Records supplied Start Marker

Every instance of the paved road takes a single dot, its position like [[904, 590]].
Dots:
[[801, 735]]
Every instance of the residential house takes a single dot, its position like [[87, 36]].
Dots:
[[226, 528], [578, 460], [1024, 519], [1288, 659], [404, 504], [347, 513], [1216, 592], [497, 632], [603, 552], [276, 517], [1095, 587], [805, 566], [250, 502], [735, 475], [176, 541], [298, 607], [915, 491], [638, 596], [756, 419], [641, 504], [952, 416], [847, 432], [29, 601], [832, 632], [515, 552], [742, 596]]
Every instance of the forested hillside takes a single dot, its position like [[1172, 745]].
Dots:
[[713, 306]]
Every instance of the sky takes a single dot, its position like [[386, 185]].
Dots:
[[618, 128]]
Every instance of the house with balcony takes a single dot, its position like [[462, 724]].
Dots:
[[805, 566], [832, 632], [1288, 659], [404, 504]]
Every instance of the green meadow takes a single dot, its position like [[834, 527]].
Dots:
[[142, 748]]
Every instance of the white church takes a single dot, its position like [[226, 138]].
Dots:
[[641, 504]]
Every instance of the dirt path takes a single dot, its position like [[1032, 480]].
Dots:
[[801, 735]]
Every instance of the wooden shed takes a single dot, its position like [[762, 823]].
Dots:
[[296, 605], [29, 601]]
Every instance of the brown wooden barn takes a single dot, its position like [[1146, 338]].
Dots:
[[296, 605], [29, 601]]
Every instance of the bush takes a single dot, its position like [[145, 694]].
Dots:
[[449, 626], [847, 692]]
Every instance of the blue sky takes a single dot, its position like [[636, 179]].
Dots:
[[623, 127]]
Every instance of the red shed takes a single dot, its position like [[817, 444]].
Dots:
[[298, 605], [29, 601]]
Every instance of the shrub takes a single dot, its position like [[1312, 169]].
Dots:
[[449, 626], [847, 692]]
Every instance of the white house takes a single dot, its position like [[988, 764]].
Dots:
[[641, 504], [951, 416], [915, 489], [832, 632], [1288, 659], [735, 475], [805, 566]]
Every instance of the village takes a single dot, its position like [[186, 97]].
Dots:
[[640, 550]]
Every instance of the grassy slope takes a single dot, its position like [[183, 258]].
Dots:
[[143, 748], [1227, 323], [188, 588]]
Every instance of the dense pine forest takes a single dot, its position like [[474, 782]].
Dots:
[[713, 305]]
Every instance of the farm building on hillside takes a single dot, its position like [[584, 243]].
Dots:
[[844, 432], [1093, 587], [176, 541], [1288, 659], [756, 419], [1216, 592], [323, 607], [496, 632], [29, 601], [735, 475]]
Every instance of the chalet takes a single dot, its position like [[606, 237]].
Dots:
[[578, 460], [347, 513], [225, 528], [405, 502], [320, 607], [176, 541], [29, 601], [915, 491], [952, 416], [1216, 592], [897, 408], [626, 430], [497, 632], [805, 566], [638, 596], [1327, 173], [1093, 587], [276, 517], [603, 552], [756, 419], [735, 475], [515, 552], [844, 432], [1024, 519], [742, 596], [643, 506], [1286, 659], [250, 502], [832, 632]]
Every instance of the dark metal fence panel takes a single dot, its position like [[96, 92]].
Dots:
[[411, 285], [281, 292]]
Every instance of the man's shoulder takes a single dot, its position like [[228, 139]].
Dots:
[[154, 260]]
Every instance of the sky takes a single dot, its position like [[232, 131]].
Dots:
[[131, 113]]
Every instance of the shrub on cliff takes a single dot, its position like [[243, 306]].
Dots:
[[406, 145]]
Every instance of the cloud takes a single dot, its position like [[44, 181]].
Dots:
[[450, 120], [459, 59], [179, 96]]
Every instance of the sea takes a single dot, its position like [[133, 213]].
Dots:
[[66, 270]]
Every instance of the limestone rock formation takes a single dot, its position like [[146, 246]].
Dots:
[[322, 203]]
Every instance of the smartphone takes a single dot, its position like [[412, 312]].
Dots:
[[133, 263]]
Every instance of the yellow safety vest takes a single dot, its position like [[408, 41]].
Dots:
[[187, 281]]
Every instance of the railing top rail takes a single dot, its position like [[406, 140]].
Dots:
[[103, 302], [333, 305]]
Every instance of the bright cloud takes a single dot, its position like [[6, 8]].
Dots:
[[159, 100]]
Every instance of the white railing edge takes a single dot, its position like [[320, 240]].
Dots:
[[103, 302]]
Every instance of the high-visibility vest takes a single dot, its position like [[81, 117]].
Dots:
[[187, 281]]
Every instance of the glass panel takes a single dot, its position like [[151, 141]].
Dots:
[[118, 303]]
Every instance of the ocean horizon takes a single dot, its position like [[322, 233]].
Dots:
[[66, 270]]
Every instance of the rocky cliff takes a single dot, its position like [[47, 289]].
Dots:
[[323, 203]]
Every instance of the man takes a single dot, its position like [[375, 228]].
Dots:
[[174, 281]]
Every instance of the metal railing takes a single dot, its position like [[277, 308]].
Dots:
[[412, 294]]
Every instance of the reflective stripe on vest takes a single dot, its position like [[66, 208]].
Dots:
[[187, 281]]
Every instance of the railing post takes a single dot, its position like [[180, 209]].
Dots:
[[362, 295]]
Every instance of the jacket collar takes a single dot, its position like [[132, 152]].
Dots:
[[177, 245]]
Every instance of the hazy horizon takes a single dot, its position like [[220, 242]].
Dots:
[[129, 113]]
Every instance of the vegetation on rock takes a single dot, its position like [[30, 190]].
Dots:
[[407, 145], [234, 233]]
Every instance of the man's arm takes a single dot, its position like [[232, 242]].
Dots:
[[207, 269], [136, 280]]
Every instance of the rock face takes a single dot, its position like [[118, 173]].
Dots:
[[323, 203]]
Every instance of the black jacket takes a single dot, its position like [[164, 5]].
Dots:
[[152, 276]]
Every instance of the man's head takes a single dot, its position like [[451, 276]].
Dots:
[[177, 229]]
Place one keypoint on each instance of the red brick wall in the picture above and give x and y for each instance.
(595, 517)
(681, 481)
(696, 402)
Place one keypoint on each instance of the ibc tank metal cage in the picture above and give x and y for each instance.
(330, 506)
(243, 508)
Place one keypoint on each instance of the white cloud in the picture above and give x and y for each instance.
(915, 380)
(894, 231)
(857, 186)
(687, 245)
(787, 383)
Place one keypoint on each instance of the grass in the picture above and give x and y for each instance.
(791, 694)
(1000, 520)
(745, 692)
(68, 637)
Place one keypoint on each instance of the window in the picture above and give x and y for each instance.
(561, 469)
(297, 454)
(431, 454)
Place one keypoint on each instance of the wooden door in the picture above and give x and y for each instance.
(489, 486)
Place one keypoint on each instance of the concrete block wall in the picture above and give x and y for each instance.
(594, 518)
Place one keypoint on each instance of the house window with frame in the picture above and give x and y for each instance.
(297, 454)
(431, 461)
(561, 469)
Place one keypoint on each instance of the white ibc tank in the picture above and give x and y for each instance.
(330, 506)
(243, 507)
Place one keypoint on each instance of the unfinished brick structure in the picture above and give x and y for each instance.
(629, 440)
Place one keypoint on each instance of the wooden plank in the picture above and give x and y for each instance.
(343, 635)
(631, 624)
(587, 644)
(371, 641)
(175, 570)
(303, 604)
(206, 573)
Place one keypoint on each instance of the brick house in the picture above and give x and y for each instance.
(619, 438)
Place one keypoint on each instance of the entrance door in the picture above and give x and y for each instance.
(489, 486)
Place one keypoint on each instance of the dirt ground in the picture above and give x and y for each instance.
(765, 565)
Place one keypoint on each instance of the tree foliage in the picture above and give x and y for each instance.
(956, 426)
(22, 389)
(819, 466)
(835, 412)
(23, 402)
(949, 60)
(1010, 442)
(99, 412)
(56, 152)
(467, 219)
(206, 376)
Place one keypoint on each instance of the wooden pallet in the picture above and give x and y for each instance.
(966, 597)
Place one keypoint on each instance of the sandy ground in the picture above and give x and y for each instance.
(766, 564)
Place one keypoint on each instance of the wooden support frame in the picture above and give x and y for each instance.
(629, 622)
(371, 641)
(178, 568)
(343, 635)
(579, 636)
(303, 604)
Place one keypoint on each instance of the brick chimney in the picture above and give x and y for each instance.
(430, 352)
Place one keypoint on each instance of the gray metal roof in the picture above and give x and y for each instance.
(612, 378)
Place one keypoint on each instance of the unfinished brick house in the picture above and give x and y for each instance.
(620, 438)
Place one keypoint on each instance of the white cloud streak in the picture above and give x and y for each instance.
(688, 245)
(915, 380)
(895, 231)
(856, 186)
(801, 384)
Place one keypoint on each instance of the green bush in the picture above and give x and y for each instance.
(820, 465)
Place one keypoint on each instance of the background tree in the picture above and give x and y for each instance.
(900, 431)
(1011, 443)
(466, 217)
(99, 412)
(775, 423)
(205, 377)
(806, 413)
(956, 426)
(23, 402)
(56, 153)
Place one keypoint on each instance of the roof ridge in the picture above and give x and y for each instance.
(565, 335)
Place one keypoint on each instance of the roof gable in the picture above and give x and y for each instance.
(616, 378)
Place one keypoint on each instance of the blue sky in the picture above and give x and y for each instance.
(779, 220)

Records supplied End Marker

_Your task:_ Each line from the top of the records down to the one with "Every instance of the forested" must be retyped exactly; include both ends and nothing else.

_Reply:_
Every instance of the paved road takes a single dot, its position like [[904, 590]].
Dots:
[[801, 735]]
Every instance of the residential house takes a single dot, its position like [[87, 36]].
Dots:
[[226, 528], [578, 460], [1024, 519], [1288, 659], [404, 504], [347, 513], [1216, 592], [497, 632], [603, 552], [276, 517], [1095, 587], [805, 566], [250, 502], [735, 475], [176, 541], [298, 607], [915, 491], [638, 596], [756, 419], [641, 504], [952, 416], [847, 432], [29, 601], [832, 632], [515, 552], [742, 596]]
Every instance of the forested hillside takes a single dot, its position like [[1172, 745]].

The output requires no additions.